Reproduce the listing below word for word, leaving out the pictures.

* begin Supplied data *

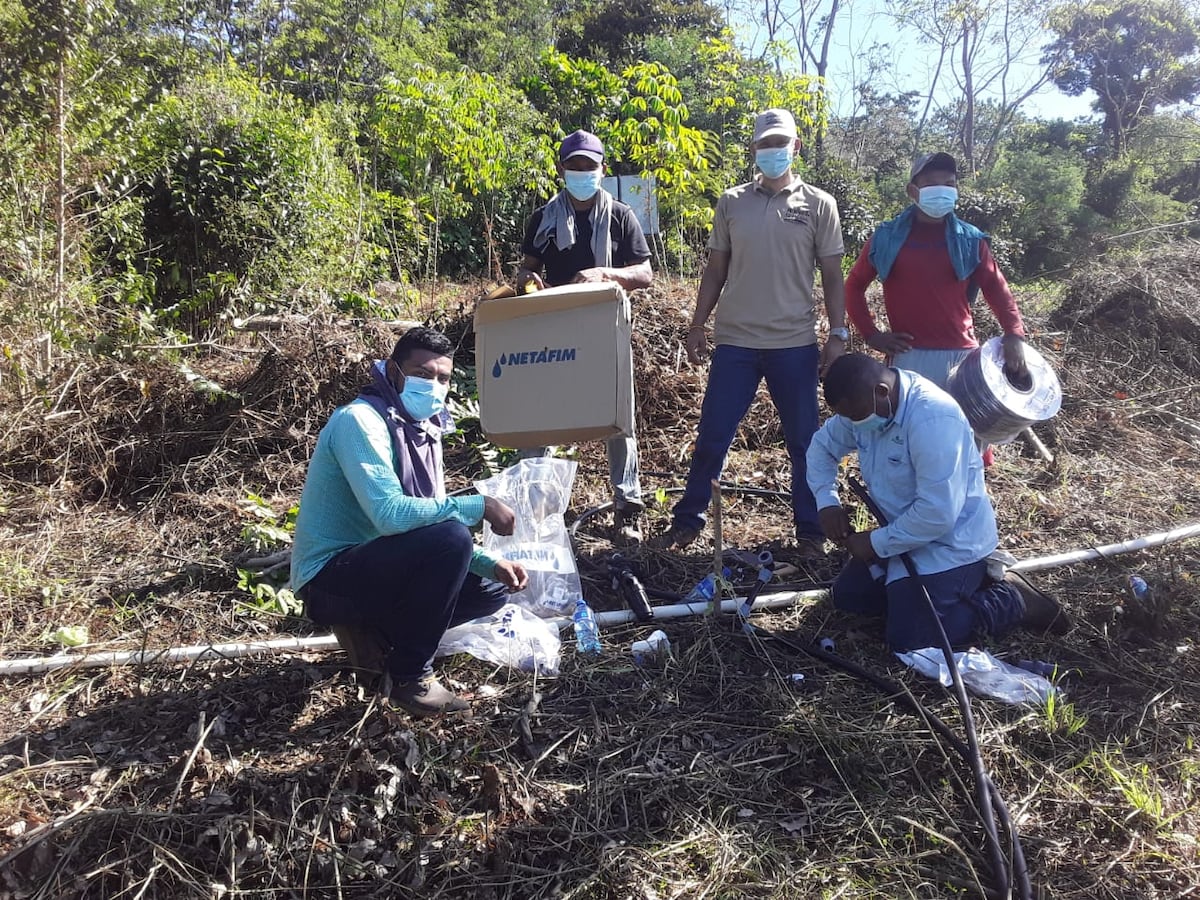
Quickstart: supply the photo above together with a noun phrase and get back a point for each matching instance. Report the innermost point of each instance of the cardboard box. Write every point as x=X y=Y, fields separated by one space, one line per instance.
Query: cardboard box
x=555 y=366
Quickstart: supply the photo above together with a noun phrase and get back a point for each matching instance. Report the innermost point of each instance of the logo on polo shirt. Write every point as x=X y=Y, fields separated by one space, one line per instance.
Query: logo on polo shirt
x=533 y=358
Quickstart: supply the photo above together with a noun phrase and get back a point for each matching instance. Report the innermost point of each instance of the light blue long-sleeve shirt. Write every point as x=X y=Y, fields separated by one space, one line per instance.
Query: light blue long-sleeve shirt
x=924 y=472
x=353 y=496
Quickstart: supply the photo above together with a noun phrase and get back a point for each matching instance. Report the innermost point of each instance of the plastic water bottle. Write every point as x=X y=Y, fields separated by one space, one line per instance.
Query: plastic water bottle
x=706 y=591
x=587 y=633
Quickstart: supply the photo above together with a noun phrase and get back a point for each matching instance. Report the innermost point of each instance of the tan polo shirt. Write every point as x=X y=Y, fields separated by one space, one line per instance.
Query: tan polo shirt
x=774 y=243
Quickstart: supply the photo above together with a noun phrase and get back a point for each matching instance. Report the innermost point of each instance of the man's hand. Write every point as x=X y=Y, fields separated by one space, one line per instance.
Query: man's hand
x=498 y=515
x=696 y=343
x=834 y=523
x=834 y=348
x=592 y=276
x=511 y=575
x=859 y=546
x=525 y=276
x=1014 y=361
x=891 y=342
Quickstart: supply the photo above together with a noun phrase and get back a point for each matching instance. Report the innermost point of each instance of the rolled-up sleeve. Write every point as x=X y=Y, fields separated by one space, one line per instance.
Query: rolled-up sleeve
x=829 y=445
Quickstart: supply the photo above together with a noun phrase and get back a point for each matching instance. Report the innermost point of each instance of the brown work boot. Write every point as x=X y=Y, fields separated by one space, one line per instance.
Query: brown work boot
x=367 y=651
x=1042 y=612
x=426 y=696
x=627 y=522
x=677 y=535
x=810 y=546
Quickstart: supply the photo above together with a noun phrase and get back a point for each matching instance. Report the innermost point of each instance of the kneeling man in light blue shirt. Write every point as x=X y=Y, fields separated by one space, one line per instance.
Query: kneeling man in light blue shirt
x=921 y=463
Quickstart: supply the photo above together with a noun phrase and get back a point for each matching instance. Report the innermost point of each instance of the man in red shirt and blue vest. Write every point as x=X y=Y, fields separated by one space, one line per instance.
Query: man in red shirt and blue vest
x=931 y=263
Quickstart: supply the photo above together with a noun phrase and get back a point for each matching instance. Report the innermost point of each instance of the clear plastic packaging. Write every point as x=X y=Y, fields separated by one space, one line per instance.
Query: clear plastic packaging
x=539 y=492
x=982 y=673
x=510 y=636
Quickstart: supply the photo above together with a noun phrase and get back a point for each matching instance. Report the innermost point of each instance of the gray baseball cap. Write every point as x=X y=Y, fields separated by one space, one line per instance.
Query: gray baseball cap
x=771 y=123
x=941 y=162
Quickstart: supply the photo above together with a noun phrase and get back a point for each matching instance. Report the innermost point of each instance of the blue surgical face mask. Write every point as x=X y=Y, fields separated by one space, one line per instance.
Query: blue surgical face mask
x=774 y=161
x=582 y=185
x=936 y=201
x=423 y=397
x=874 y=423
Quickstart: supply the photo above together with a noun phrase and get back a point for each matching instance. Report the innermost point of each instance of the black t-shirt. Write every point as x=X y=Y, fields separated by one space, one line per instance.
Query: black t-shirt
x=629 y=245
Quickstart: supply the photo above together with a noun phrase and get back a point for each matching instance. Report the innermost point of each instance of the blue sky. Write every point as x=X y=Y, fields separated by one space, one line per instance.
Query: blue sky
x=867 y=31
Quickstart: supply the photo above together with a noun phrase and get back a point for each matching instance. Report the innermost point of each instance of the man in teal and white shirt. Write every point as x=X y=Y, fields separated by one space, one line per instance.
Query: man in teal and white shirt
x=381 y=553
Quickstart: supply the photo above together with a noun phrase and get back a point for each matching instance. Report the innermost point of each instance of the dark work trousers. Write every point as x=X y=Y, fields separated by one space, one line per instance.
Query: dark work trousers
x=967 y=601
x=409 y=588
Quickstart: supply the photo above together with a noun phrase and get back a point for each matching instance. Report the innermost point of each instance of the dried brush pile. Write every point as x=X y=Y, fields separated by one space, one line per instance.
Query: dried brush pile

* end Supplied data *

■ **Exercise answer**:
Quickstart: supply the photo above together with a noun phrase and get back a point for each matching instance. Report the innermost point of each instance of the cardboard box. Write every point as x=X y=Y, fields separated by one space, one line per instance.
Query: cardboard box
x=555 y=366
Quickstart: supply the photo above together with a noun phrase and get back a point for each matching instance. Report the innermost point of each instance of the logo on polo shirt. Write every point as x=X y=Y, fields separated by one space, one line per instance.
Query: logo on polo shirt
x=533 y=358
Quickstart: supply the photo above together with a noun phrase and get back a point for each matching instance. Report the innermost point of each instance of the light blue long-sleeve shirt. Write every point as x=X y=Y, fields separated by one space, one line per instance.
Query: light blue long-sleeve shirt
x=924 y=472
x=353 y=496
Quickstart: supply the photo above together with a noun phrase and get back a point for each matching instance. Report the innermost point of each instance of the plastic water bottle. Write every point as x=X y=Y, fields separated by one space, one line per instance.
Query: plastic water bottle
x=706 y=591
x=587 y=633
Quickstart: supply the photo above together with a noun phrase and get back a point for each matching instance. Report the innermost point of each instance of the tan polo shirt. Write every point as x=X y=Y, fields separated by one space, one line per instance.
Query: tan polo shirt
x=774 y=243
Quickstart: supply the photo above together with a noun phrase and get back a point for each matching instance. Report the innermost point of each instance of the man's hand. Write every point as x=X y=Y, fields separated by one space, one line per instance.
Query: man's hand
x=498 y=515
x=696 y=343
x=834 y=523
x=834 y=348
x=592 y=276
x=511 y=575
x=859 y=546
x=525 y=276
x=1014 y=361
x=891 y=342
Quickstart: supply the photo above together with a noun phrase and get back a point for each matching instance. Report the innermost point of each instance of the rolled-up sleeve. Write every point as x=X y=Y, fields separated by one space, one line per instance.
Query: rolled-up sleeve
x=829 y=445
Quickstart: supply the photo above together with a noun phrase and get back a point for each matching instance. Report the innermost point of each instance of the brown work boot. Write every point as x=X y=Y, fields separated by one space, one line per instance.
Query: brown work boot
x=367 y=651
x=1042 y=612
x=426 y=696
x=627 y=522
x=677 y=535
x=810 y=546
Quickstart: supply the photo above together with a noun phrase and get back a point for each matching instance. Report the innermost point of each instance of the kneeling man in light blue shirt. Write every point as x=X y=Y, fields separated by one space, one line per instance.
Query: kneeling man in light blue shirt
x=921 y=463
Quickstart: supply the photo above together with a noun phrase and get back a point for each matching instance. Report the innermost point of each instance of the man in red shirt and blue vest. Write every point as x=X y=Y, fields separated by one space, one line per instance.
Query: man in red shirt and blue vest
x=931 y=263
Quickstart: supply the photo above together with a noun phrase and get back a point for each matching instance. Report the innermost point of each instance of the clear plastic packaging. Write every point as x=X y=Y, fields separated by one space, one line per instance.
Query: clear plastic packaging
x=539 y=492
x=982 y=673
x=510 y=636
Quickstart: supply the photo above together with a noun phrase and get back a point for each matching instance. Report the innermost point of each instance of the gray baseball cap. Write every point as x=X y=Y, fields separated by one space, one line per instance.
Query: gray baseball cap
x=771 y=123
x=941 y=162
Quickstart: supply the photo above together with a noun phrase and get back a point for each matching instance. Report the innermost point of each instance of the blue surgical face mask. Write every point as x=X y=Y, fields separated by one space, one line per instance.
Query: blue surgical face mask
x=774 y=161
x=582 y=185
x=936 y=201
x=423 y=397
x=874 y=423
Quickstart: supply the photo above together with a noun phrase and get back a point for each matching instance. Report the innermost point of each instance of the black t-shirt. Write every point as x=X y=Y, fields separated by one space, one line per instance.
Query: black t-shirt
x=629 y=245
Quickstart: supply the photo above together with a noun phrase and get back a point for each matching instance. Report the innermost point of each instance of the blue sky. Write every point as x=X y=Y, fields separated by one space, one line per instance.
Query: blue sky
x=867 y=31
Quickstart: supply the photo above together with a noun phrase and get back a point for each matching instance. Report the innermost point of each instance of the man in teal and white shirt. Write every point as x=X y=Y, fields separated by one space, one line per instance.
Query: man in teal and white shirt
x=381 y=553
Quickstart: supply the photo above together with a noun phrase and get back a point for each matching instance. Report the innermost point of each instance of the dark work trousers. Write every point as x=X y=Y, fields separated by one space, one line per instance.
Query: dark work trousers
x=967 y=601
x=409 y=588
Quickstart: supply the photo above together with a noun phrase and get back a point for each matching instance. Report the innermost point of each instance of the dried brush pile. Write every point as x=X y=Y, fields separated by one space, one line per instance.
Query: dried brush pile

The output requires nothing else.